SOURCE DATA
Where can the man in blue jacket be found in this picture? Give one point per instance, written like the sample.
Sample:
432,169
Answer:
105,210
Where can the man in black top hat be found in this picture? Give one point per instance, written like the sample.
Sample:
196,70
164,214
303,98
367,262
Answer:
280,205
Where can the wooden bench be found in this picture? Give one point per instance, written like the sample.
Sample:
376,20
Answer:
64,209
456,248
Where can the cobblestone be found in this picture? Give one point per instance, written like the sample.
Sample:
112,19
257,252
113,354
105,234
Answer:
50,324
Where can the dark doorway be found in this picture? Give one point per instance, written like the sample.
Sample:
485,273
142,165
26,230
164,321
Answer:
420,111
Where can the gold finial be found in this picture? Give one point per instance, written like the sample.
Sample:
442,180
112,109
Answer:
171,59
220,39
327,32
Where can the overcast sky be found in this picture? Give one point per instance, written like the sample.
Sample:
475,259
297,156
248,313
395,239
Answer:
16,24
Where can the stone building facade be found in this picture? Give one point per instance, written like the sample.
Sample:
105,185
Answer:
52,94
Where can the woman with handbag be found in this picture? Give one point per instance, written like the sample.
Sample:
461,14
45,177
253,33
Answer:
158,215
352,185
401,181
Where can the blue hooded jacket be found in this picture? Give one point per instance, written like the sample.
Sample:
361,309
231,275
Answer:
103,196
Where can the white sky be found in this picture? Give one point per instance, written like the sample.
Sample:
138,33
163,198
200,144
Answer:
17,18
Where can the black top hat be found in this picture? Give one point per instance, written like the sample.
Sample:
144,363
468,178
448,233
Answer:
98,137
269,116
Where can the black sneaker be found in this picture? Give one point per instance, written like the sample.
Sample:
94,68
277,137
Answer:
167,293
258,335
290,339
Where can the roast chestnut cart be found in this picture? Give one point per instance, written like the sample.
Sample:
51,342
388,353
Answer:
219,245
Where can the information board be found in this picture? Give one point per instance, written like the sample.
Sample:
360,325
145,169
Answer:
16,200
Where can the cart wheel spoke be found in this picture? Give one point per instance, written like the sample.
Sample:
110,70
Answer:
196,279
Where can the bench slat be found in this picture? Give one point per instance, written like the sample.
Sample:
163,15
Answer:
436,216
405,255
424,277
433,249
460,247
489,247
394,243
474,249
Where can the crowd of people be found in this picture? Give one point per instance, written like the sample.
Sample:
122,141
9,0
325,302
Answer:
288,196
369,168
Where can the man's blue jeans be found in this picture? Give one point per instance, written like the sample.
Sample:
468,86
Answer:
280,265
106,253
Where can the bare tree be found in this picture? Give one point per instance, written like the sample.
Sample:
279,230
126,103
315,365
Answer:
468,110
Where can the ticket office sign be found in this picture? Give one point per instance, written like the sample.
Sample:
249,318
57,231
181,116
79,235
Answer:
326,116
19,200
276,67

DIRECTIONS FOR THIS TASK
Search the entries for the word "black" and copy every line that holds it.

ANSWER FOR THE TASK
Where can the man in black top hat be found in this picture? Give one point per instance, written like the sample.
Where can the black top hat be found in this picture? Give one point per instance, written like the sample.
Where can the black sneaker be found in this picture? Give one point per instance, written like the sample.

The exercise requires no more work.